### Exercise aim
Copy every line from the one containing "Where can the onion" through the last line of the records below, both included, and nothing else.

======== Available data ========

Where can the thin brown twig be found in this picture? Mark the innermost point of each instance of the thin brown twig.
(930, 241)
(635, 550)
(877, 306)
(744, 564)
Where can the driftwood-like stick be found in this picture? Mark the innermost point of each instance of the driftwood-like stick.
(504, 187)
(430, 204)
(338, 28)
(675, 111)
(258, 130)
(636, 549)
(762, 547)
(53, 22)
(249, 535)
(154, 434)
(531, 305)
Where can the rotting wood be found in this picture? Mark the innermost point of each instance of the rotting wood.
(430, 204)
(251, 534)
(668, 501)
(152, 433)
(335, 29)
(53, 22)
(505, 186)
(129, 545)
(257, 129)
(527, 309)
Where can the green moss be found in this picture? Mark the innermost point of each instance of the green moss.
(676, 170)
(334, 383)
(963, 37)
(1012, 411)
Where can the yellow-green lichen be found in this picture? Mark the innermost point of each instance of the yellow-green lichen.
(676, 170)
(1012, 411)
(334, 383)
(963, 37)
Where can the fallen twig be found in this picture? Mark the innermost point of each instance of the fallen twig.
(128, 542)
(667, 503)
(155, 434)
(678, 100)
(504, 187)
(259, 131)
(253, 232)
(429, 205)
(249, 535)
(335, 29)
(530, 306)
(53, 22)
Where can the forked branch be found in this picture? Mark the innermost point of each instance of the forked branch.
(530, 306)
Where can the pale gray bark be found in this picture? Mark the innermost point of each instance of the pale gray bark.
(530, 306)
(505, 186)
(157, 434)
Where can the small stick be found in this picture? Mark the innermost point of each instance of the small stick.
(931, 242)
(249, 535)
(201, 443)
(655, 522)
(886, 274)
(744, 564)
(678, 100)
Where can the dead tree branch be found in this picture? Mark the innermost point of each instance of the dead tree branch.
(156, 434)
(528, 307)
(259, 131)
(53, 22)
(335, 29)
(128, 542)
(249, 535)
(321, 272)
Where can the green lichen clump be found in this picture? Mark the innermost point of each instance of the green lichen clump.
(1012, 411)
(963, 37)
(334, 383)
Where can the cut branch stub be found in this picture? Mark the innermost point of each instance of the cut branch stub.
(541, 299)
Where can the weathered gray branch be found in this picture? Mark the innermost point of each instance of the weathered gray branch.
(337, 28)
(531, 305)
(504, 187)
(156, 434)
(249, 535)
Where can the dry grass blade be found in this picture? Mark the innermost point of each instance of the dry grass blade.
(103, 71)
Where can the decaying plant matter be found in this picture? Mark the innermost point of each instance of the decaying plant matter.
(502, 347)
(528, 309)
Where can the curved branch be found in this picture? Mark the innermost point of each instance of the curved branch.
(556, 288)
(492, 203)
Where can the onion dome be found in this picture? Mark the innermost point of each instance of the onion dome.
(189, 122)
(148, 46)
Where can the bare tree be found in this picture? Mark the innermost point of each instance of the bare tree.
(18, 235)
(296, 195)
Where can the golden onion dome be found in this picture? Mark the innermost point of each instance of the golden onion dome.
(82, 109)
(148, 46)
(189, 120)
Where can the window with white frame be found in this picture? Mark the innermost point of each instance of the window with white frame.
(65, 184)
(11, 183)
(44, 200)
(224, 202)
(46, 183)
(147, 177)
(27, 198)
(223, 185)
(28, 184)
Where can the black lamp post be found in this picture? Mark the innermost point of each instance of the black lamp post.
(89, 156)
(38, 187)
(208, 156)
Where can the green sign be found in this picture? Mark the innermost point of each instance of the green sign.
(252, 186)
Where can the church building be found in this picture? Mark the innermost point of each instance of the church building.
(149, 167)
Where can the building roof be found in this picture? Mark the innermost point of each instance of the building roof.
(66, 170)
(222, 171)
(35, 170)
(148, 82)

========

### Solution to this exercise
Where can the onion dome be found in this picture? Mark the innermost point of each instance of the onion dome.
(189, 122)
(148, 46)
Where can the bare tree be found in this picture? Mark the innermost point of each instance of the bare tree.
(18, 235)
(296, 195)
Where can the golden onion dome be found in this picture? Mark the innermost point of each instance of the golden onion dome.
(82, 109)
(148, 46)
(189, 120)
Where can the window with white frame be found in this picture? Mark the innermost point of each instance of the window with white frame.
(65, 184)
(11, 183)
(44, 200)
(224, 202)
(46, 183)
(147, 177)
(27, 198)
(223, 185)
(28, 184)
Where can the black lamp post be found in this picture? Mark the innermost point of each instance of the black lamp post.
(89, 156)
(38, 187)
(208, 156)
Where can the green sign be found in this picture? Mark the innermost point of each instance of the green sign.
(252, 186)
Where can the church building be found in this picture? Mark the innermost point of each instance of the church building.
(149, 167)
Where can the building roof be found in this picture? Mark the innermost point of each instance of the building roof.
(66, 170)
(222, 171)
(35, 170)
(148, 82)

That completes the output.